-- Start --
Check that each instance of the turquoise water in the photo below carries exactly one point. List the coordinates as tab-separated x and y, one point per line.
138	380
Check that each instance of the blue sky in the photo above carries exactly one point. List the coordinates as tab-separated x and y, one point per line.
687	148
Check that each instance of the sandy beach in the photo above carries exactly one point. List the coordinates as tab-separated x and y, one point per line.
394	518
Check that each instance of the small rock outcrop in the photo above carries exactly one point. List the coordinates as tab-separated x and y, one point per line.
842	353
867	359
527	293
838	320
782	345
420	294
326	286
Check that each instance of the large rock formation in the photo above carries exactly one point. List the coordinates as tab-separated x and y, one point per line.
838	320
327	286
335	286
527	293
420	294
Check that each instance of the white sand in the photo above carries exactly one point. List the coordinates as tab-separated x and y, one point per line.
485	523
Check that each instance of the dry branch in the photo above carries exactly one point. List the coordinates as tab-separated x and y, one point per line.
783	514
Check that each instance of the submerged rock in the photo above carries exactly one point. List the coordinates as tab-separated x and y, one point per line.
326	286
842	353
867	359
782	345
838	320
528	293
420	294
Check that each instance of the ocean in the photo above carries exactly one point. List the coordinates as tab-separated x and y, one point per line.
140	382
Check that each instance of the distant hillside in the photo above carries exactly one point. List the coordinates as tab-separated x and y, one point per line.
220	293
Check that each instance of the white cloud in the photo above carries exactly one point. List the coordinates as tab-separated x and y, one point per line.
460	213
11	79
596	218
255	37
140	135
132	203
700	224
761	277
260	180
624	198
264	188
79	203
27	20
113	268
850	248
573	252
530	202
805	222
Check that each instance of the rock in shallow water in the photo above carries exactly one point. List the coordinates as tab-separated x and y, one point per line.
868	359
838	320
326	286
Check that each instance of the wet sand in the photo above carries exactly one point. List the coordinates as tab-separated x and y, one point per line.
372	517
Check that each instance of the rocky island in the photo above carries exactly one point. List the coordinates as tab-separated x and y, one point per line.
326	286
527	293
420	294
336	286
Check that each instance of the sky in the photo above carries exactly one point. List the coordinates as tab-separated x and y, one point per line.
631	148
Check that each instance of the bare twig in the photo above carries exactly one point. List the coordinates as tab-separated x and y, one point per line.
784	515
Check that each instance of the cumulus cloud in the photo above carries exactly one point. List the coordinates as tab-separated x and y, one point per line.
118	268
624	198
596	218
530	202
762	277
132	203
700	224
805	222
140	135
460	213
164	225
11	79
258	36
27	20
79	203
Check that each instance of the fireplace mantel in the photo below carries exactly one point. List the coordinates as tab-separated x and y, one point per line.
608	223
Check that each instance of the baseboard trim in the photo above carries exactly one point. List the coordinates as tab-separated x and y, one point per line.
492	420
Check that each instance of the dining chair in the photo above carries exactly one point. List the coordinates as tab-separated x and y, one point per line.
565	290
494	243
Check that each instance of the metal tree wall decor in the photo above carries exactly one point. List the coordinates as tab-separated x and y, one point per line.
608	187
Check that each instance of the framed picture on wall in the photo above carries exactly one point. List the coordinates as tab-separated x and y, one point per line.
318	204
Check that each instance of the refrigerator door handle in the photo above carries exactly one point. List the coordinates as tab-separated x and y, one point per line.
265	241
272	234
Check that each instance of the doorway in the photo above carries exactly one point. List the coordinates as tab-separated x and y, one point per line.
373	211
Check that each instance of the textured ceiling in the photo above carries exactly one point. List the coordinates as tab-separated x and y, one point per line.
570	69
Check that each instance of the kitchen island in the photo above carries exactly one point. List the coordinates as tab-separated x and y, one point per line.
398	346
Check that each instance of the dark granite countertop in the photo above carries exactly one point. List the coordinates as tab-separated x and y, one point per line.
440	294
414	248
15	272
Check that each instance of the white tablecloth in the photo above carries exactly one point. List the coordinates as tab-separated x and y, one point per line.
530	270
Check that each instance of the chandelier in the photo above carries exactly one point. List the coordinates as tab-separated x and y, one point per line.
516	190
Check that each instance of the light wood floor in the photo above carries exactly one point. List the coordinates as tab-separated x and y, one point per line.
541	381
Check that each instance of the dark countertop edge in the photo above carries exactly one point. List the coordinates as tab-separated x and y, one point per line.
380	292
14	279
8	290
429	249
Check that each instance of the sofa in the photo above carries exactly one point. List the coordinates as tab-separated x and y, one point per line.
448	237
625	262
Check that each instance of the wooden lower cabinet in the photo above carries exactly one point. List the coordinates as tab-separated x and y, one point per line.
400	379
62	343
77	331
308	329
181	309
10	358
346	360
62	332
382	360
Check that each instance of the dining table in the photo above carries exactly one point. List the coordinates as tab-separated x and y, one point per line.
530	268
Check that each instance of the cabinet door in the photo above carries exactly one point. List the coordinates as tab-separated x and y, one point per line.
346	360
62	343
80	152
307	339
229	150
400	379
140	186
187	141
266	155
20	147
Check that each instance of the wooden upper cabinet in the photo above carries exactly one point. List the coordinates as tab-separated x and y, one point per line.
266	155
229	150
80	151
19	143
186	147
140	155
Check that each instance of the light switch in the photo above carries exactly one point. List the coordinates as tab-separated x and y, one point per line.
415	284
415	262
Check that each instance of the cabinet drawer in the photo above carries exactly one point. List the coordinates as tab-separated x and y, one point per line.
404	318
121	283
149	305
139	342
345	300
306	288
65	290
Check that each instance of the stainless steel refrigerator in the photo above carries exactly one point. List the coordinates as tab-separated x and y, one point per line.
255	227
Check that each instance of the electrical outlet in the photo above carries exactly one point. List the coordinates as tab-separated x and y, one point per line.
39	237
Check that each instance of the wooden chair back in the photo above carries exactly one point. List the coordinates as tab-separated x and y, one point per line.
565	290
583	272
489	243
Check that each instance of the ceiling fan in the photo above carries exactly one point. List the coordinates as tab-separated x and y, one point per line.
-- End --
* INSTRUCTIONS FOR THE TASK: For this exercise, please retype exactly the lines in the listing from the line with "Check that each instance of the cabinet drawer" through its last line, both ends included.

* COMPLETE RESPONSE:
Check that each instance of the cabinet drawer in the photo above carries exactly one point. List the coordinates as tab-separated x and y, one point per line.
404	318
121	283
149	305
139	342
345	300
306	288
65	290
Check that each instance of the stainless steel refrigerator in the photo above carries exactly one point. List the coordinates as tab-separated x and y, one point per line.
255	227
Check that each instance of the electrical outlet in the photo above carries exactly one point. List the coordinates as tab-separated x and y, one point per line.
39	237
Check that each instance of the wooden chair back in the photo above carries exactly one point. List the coordinates as tab-separated x and y, one point per line.
565	290
583	272
489	243
Check that each instance of the ceiling fan in the photo above carries exactly one point. List the coordinates as tab-separated x and y, one point per line.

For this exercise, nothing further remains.